Questions to answer:
1. In the column about Eugenie Bouchard, retype the words from "A couple of" to "still got it.".
2. List every number written in digits in the column about Eugenie Bouchard, in the order they appear.

[Passage to read Boundary: Start]

Bouchard needs to play on court, not in court
by Rosie DiManno, Toronto Star
A concussion is not what caused Bouchard to plummet in the tour standings. Lousy tennis and an earlier abdominal tear accounted for that freefall.
A couple of smiley things have happened in Eugenie Bouchard’s life recently.
On Monday she got her driver’s license — always a momentous occasion of independence for a young person. Despite all the misfortunes that have befallen Canada’s most famous tennis player, the 21-year-old doubtless still has enough money — earnings of $883,111 this past year, $4,609,148 in career to date, and that doesn’t include the lucrative endorsement portfolio — to buy herself a sassy set of wheels.
A few weeks ago, she made “the hottest’’ list of yet another website devoted to tennis pulchritude. The girl’s still got it.
And on Halloween Bouchard posted pictures to Instagram togged up as Rosie the Riveter, flexing bicep.
Looked healthy and strong. Yet at her “comeback match” in early October, the not-so-long-ago top 10 player retired from the first round of the China Open with the dizzies, staggering off the court and sobbing bitterly into her towel. “I thought I was physically ready but unfortunately the physical symptoms of my concussion came back,” Bouchard said.
Rattled brainpans cannot be rushed, as too many athletes have discovered to their dismay. Sidney Crosby was sidelined for 11 months after being driven head-first into the boards. The NFL is contending with a full-fledged “concussion crisis.” Post-concussion problems can linger for years, the trauma of brain injury abbreviating both careers and lives.

[Passage to read Boundary: End]
[Records shown Boundary: Start]

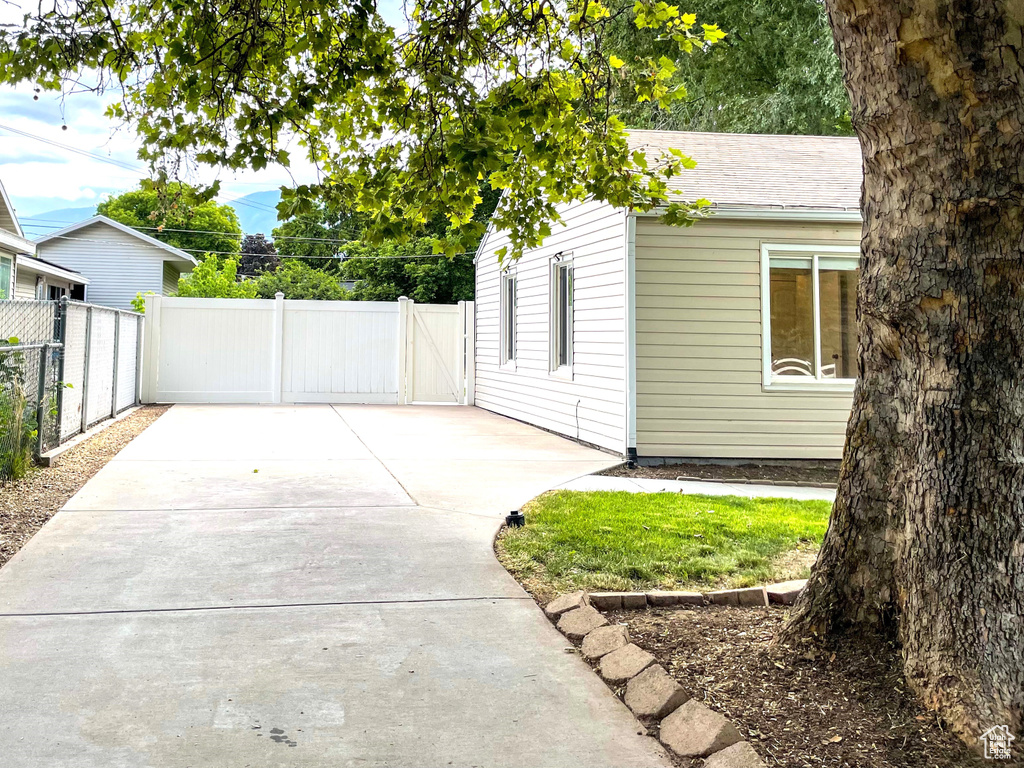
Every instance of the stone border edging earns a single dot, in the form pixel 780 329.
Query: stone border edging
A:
pixel 783 593
pixel 685 727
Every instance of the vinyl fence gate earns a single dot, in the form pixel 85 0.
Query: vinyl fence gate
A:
pixel 278 350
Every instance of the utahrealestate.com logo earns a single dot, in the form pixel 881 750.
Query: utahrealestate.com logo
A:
pixel 997 740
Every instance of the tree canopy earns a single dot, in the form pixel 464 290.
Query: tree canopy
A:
pixel 387 271
pixel 163 210
pixel 299 281
pixel 215 279
pixel 258 255
pixel 403 125
pixel 775 73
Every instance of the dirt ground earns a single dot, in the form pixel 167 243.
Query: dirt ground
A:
pixel 819 473
pixel 27 504
pixel 846 708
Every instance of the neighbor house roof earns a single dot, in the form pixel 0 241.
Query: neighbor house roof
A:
pixel 8 220
pixel 40 266
pixel 68 230
pixel 736 170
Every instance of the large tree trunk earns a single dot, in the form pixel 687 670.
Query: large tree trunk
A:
pixel 926 542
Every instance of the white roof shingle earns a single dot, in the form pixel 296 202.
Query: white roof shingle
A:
pixel 736 170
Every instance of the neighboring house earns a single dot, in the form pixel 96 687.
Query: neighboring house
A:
pixel 734 338
pixel 120 262
pixel 35 279
pixel 22 274
pixel 12 244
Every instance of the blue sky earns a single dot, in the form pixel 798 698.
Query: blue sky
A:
pixel 40 177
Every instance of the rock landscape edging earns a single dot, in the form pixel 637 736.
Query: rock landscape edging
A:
pixel 685 726
pixel 783 593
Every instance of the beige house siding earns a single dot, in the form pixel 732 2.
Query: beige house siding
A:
pixel 591 406
pixel 698 346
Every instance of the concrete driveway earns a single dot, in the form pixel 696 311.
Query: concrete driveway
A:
pixel 300 586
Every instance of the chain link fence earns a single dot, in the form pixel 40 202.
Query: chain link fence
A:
pixel 64 368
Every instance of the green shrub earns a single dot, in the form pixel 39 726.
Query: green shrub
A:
pixel 17 417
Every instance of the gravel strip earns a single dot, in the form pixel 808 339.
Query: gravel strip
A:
pixel 27 505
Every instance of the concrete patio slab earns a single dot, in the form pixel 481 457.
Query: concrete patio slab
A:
pixel 109 560
pixel 185 610
pixel 143 485
pixel 472 683
pixel 247 432
pixel 495 486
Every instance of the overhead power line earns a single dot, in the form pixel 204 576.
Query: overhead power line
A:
pixel 462 254
pixel 51 224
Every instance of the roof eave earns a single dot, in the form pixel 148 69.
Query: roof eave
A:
pixel 16 244
pixel 42 267
pixel 98 219
pixel 838 215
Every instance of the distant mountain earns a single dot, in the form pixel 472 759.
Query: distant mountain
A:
pixel 257 212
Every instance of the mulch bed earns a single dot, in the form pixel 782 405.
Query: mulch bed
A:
pixel 818 472
pixel 846 708
pixel 27 504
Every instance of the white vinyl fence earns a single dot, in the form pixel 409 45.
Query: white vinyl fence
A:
pixel 276 350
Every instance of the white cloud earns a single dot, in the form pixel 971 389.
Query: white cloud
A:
pixel 39 176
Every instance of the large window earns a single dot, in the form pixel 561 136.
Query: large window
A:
pixel 809 311
pixel 5 270
pixel 508 311
pixel 561 314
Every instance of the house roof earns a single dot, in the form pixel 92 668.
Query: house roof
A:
pixel 736 170
pixel 8 220
pixel 35 264
pixel 177 253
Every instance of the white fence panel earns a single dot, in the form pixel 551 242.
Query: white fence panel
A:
pixel 127 358
pixel 272 350
pixel 214 350
pixel 99 387
pixel 74 371
pixel 340 352
pixel 436 338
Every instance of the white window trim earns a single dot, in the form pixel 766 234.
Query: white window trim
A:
pixel 508 363
pixel 561 372
pixel 770 382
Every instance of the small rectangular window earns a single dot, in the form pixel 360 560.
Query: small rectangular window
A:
pixel 561 315
pixel 811 313
pixel 5 274
pixel 508 312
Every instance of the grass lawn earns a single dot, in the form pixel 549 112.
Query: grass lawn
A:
pixel 619 541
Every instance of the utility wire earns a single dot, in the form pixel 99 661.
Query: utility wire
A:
pixel 52 224
pixel 462 254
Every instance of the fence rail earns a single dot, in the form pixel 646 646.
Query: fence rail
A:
pixel 64 367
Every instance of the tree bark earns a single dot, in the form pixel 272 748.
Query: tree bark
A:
pixel 926 542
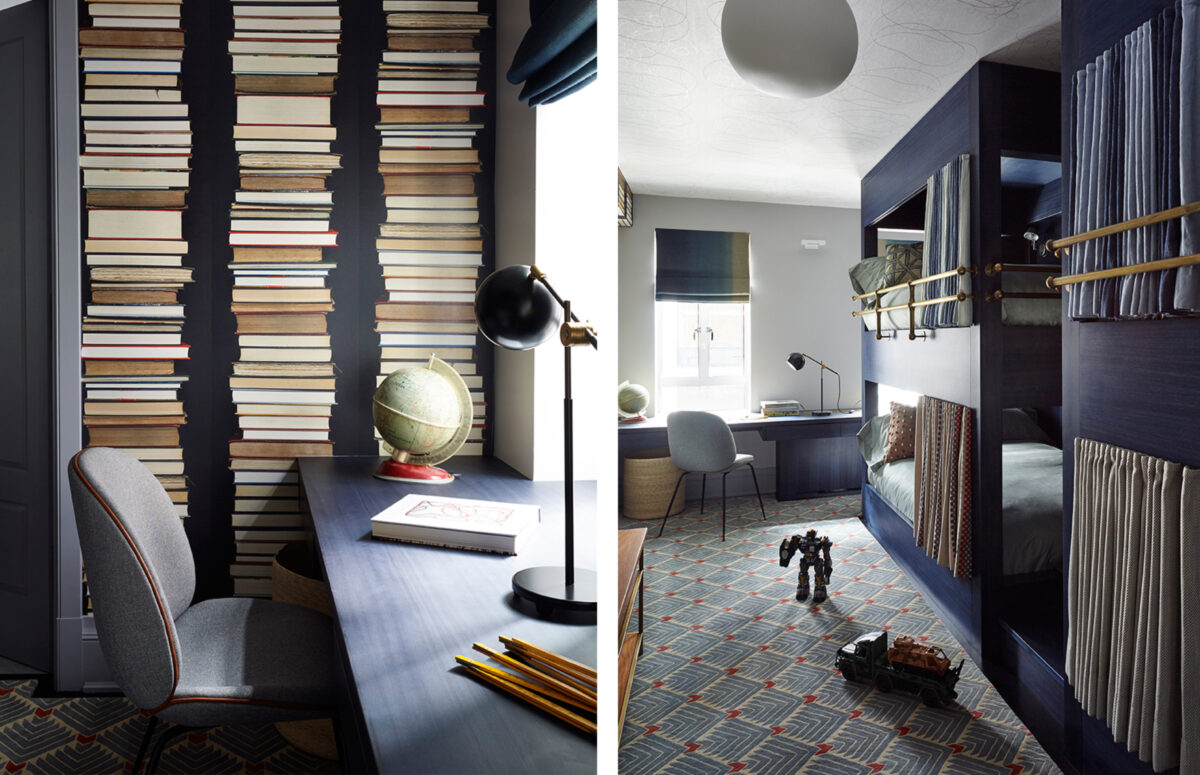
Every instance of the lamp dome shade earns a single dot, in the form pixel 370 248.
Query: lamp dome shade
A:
pixel 515 311
pixel 791 48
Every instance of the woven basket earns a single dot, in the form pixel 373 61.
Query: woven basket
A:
pixel 293 581
pixel 648 482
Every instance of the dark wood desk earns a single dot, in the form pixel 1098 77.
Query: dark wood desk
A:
pixel 813 455
pixel 402 612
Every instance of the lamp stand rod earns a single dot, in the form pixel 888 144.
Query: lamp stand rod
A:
pixel 568 455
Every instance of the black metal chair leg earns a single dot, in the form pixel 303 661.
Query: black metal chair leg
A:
pixel 756 491
pixel 723 504
pixel 161 745
pixel 145 743
pixel 670 503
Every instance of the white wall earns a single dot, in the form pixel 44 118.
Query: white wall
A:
pixel 556 174
pixel 799 299
pixel 516 140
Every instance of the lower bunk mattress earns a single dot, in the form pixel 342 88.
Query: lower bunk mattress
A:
pixel 1032 503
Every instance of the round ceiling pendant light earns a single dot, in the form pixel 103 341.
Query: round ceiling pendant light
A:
pixel 790 48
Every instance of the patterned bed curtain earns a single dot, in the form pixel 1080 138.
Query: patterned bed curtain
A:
pixel 942 505
pixel 1131 643
pixel 1138 151
pixel 948 242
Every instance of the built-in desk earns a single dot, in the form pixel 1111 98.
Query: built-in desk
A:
pixel 402 612
pixel 813 455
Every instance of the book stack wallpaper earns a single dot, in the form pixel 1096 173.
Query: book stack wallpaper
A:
pixel 137 144
pixel 431 246
pixel 285 65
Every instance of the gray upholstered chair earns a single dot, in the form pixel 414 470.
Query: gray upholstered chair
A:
pixel 702 443
pixel 233 660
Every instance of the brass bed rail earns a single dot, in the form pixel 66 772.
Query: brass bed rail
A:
pixel 1056 246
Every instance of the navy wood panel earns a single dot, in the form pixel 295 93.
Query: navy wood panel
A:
pixel 940 136
pixel 1129 383
pixel 403 612
pixel 27 458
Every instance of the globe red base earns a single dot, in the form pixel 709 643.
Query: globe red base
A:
pixel 397 472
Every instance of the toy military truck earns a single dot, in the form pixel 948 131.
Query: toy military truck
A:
pixel 909 666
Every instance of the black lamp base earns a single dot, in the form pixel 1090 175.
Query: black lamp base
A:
pixel 546 589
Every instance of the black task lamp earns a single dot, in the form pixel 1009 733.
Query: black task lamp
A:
pixel 519 310
pixel 796 360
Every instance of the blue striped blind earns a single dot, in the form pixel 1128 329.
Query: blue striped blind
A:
pixel 702 266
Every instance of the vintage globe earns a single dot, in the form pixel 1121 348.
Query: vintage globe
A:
pixel 424 414
pixel 631 400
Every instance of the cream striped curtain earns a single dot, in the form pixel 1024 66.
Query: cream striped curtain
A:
pixel 1133 590
pixel 942 449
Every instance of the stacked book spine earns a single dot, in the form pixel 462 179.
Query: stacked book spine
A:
pixel 285 64
pixel 135 167
pixel 431 245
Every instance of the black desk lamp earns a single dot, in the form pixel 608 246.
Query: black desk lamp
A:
pixel 796 360
pixel 519 310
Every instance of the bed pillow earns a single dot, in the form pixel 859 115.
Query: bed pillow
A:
pixel 868 274
pixel 901 432
pixel 903 262
pixel 1019 426
pixel 873 440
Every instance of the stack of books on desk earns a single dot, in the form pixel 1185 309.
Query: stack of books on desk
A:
pixel 431 245
pixel 781 408
pixel 285 64
pixel 135 162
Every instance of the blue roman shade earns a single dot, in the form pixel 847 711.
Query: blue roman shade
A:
pixel 702 266
pixel 557 55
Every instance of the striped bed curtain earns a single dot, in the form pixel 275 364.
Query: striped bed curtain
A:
pixel 1133 590
pixel 947 242
pixel 1138 151
pixel 942 449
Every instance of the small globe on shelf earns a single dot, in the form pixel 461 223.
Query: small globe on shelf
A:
pixel 631 402
pixel 423 414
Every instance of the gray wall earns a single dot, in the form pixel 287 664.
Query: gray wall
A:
pixel 799 299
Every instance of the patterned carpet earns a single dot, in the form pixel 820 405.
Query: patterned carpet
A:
pixel 738 677
pixel 100 736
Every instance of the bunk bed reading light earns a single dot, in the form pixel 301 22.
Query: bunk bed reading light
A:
pixel 796 360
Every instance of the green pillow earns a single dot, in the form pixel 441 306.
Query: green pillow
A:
pixel 868 274
pixel 903 262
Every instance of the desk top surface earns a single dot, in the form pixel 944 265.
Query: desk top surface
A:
pixel 405 611
pixel 743 421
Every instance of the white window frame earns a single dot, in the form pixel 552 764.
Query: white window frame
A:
pixel 702 379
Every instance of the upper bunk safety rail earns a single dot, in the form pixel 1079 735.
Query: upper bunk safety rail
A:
pixel 1056 246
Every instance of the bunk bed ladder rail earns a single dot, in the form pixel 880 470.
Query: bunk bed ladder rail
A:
pixel 1062 245
pixel 912 304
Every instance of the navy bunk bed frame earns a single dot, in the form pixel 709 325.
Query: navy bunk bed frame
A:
pixel 991 112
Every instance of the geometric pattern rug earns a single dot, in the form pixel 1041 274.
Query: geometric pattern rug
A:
pixel 100 736
pixel 738 677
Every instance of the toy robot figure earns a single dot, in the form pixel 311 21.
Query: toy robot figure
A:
pixel 811 550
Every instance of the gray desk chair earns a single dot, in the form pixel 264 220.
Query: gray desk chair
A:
pixel 233 660
pixel 701 443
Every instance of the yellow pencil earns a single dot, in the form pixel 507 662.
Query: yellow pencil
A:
pixel 557 660
pixel 521 667
pixel 539 702
pixel 553 694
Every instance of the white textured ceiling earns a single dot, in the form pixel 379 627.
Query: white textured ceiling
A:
pixel 691 127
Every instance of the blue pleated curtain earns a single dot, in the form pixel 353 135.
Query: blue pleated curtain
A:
pixel 557 55
pixel 1137 151
pixel 947 244
pixel 701 266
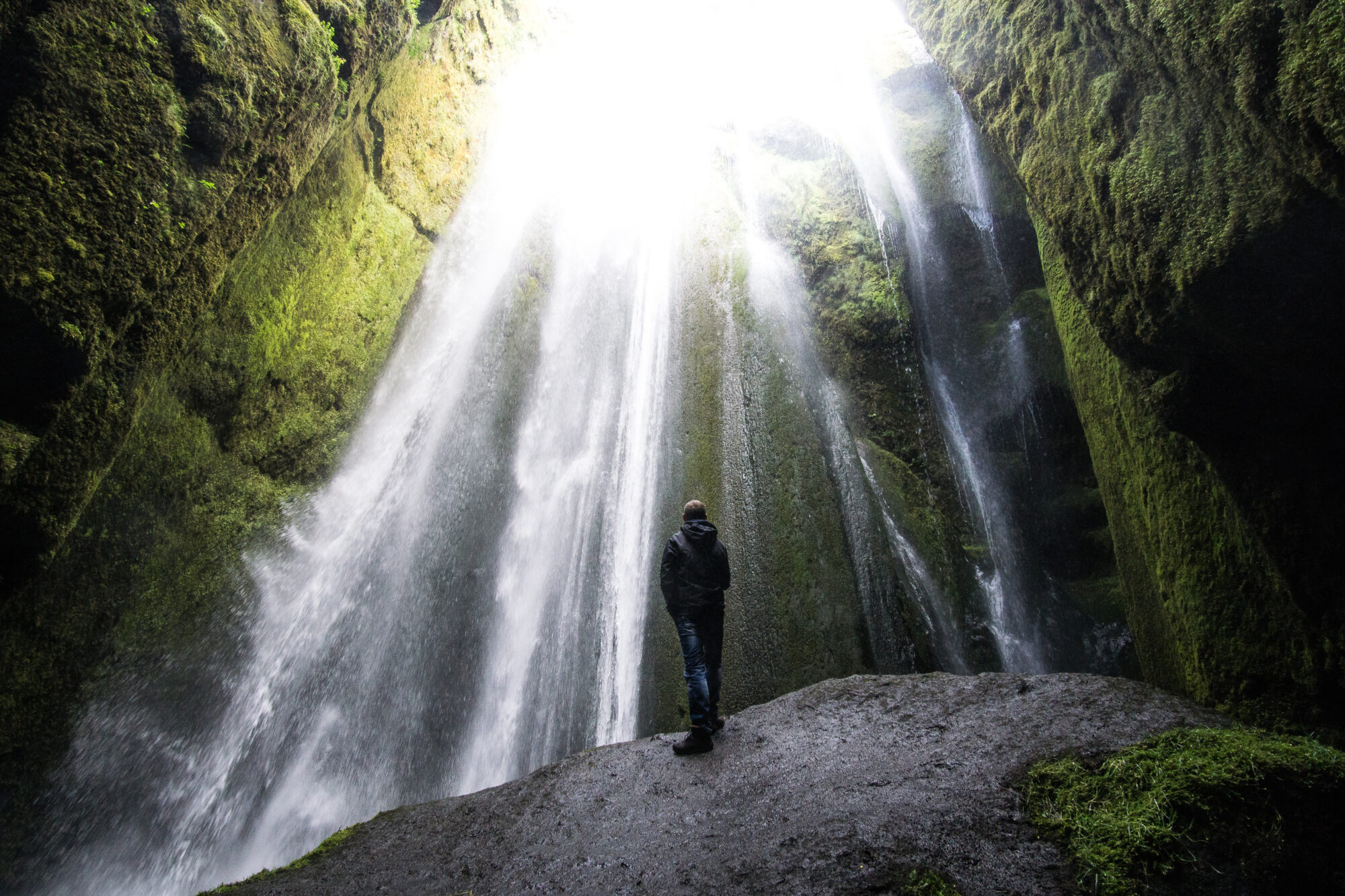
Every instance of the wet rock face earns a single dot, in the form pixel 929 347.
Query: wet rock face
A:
pixel 1184 166
pixel 847 786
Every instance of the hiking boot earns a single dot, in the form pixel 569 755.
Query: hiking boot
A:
pixel 697 741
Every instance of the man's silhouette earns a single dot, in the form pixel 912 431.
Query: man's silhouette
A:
pixel 695 576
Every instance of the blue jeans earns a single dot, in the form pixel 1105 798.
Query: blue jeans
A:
pixel 701 633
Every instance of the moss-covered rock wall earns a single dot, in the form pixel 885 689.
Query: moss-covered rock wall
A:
pixel 229 380
pixel 1184 171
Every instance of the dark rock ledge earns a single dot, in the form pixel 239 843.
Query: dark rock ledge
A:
pixel 843 787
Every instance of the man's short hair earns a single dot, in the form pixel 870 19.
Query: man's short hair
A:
pixel 693 510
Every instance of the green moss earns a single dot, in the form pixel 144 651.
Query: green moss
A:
pixel 1211 615
pixel 325 848
pixel 270 377
pixel 1178 159
pixel 1186 807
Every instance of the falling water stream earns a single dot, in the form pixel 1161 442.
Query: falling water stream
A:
pixel 466 599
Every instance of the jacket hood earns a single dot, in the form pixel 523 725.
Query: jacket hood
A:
pixel 701 533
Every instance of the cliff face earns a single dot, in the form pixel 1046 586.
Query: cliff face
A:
pixel 217 214
pixel 1184 171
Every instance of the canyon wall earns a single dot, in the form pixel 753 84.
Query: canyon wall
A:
pixel 1183 165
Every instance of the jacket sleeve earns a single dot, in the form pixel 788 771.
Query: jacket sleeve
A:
pixel 669 571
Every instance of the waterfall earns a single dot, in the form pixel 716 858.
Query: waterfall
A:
pixel 466 599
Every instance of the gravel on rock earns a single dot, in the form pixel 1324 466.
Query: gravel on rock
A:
pixel 843 787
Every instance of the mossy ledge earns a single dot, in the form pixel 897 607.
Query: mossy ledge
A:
pixel 1198 810
pixel 1183 165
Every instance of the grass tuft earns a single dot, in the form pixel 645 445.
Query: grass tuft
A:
pixel 1190 806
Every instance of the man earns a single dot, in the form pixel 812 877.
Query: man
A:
pixel 695 576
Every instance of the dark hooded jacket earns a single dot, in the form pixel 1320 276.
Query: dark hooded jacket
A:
pixel 695 572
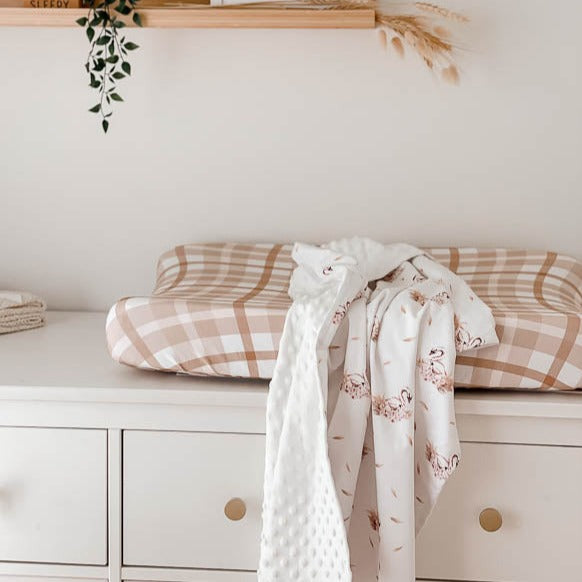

[Records shown Boundary: End]

Responses:
1.
A couple of smiley things have happened in Eugenie Bouchard’s life recently.
On Monday she got her driver’s license — always a momentous occasion of independence for a young person. Despite all the misfortunes that have befallen Canada’s most famous tennis player, the 21-year-old doubtless still has enough money — earnings of $883,111 this past year, $4,609,148 in career to date, and that doesn’t include the lucrative endorsement portfolio — to buy herself a sassy set of wheels.
A few weeks ago, she made “the hottest’’ list of yet another website devoted to tennis pulchritude. The girl’s still got it.

2.
21
$883,111
$4,609,148
10
11